▶ [SOURCE DATA]:
* * * * * * *

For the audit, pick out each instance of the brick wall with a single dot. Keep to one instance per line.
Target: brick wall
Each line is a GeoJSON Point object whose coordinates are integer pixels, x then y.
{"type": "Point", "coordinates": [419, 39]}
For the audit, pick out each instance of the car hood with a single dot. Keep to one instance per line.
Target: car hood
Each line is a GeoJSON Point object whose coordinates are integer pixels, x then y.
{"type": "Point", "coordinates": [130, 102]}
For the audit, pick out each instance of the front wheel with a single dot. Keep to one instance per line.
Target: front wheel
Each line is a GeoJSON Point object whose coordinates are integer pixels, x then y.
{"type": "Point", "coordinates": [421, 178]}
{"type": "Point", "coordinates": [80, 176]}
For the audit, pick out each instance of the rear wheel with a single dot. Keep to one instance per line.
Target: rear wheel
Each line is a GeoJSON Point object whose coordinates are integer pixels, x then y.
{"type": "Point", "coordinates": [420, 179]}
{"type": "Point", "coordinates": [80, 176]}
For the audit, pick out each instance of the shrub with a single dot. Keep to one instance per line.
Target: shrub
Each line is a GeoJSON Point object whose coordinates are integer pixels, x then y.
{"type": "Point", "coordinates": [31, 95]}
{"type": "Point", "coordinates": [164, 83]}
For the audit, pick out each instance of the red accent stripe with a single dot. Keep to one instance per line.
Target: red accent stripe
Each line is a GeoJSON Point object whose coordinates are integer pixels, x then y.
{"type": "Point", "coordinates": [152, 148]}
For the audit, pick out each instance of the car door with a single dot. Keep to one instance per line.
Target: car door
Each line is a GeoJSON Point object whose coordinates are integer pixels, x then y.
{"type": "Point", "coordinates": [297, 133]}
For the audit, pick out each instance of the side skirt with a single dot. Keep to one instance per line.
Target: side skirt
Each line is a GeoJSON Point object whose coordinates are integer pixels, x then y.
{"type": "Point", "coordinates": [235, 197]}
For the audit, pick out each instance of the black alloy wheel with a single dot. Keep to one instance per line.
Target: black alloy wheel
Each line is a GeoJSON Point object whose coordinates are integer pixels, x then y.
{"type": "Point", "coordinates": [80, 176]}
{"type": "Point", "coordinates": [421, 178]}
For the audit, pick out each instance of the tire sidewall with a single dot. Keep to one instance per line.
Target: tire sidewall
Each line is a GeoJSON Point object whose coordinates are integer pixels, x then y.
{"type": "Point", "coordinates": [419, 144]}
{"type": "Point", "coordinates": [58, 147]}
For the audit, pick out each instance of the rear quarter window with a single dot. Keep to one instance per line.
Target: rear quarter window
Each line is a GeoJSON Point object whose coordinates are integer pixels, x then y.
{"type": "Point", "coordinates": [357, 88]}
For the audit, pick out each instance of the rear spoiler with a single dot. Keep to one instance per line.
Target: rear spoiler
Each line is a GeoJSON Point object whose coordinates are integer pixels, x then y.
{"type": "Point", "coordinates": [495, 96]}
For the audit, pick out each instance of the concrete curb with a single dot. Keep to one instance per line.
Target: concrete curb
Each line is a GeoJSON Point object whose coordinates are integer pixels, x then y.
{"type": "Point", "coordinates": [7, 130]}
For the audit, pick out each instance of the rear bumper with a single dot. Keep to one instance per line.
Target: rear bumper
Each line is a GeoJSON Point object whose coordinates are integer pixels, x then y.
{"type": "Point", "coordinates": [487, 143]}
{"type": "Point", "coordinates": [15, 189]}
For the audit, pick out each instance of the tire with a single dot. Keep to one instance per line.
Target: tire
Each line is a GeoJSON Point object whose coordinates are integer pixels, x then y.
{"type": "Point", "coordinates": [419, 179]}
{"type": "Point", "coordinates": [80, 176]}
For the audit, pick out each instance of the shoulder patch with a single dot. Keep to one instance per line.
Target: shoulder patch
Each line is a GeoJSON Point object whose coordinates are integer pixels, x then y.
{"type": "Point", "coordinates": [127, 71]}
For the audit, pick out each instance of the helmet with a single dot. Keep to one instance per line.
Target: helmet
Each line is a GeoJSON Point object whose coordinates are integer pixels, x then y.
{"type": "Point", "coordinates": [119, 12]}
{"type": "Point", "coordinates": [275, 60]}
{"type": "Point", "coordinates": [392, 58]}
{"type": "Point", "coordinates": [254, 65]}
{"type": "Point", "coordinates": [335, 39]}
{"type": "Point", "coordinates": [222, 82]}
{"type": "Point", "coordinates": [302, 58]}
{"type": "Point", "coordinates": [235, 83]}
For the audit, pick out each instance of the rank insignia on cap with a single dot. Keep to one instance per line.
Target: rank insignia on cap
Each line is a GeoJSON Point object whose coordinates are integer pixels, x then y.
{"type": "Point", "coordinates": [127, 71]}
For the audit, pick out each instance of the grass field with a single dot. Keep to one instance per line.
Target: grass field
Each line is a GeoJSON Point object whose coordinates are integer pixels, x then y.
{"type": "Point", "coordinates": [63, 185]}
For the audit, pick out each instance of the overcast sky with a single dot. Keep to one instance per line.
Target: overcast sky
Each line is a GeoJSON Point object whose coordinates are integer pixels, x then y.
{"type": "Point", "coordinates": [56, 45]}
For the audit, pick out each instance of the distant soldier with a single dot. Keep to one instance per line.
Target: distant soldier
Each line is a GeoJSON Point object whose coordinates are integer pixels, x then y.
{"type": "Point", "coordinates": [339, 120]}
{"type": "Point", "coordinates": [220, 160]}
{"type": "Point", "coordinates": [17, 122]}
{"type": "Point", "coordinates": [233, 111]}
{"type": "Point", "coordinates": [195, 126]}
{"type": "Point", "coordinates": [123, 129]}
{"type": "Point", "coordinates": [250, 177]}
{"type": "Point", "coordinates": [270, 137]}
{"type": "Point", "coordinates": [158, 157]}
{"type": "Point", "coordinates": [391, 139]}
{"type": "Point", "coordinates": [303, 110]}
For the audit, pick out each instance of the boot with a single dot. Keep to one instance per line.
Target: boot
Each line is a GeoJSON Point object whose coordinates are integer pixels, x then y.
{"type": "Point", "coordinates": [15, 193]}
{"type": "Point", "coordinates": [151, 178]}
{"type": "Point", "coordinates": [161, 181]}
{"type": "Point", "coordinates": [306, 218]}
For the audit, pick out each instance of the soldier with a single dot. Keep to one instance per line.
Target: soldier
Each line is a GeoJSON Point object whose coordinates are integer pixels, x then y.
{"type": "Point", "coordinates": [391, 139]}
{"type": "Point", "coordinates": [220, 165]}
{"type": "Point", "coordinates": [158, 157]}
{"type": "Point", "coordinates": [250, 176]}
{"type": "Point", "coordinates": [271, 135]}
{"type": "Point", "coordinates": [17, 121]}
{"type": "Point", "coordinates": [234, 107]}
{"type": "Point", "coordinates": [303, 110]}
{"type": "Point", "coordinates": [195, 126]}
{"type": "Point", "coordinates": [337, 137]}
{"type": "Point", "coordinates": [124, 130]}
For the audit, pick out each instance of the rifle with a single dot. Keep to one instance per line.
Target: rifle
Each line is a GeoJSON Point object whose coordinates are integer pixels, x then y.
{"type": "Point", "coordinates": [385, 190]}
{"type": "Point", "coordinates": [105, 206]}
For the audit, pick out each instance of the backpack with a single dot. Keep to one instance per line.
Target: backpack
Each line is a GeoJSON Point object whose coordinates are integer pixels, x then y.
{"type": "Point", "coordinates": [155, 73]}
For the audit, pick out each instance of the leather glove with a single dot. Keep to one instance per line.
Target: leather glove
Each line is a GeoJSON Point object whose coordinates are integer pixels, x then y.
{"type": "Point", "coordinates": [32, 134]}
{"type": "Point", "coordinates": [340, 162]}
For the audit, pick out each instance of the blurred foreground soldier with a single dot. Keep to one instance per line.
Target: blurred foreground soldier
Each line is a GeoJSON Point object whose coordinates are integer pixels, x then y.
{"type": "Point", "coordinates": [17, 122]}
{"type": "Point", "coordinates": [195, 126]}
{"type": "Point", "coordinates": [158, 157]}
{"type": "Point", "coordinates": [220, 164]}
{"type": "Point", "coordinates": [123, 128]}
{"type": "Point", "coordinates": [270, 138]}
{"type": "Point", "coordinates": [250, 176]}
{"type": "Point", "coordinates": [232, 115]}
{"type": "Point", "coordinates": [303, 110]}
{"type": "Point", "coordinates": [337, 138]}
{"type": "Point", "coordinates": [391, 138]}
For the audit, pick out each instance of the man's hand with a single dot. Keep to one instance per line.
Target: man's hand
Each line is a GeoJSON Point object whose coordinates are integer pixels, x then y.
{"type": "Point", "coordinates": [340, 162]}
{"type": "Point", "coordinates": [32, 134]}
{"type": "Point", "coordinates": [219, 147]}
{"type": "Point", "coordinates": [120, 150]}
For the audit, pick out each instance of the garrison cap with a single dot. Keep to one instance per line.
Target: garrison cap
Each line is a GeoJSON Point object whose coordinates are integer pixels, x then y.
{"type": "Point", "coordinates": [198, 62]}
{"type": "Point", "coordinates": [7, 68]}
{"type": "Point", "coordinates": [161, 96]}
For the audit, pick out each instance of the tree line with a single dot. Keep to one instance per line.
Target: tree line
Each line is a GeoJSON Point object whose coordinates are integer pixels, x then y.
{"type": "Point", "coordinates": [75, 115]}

* * * * * * *

▶ [ASSIGNED TASK]: A single figure must be given: how many lines of the records above include the string "spoiler".

▶ [RESULT BELOW]: 2